● Record set
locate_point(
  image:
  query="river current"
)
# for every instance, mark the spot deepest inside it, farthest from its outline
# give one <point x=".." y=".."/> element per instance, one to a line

● Brief
The job here is to find each line above with the word "instance" and copy it.

● Answer to this task
# for every instance, mark the spot deepest inside it, farthest from its outline
# give one <point x=".." y=".."/> element per instance, one to a line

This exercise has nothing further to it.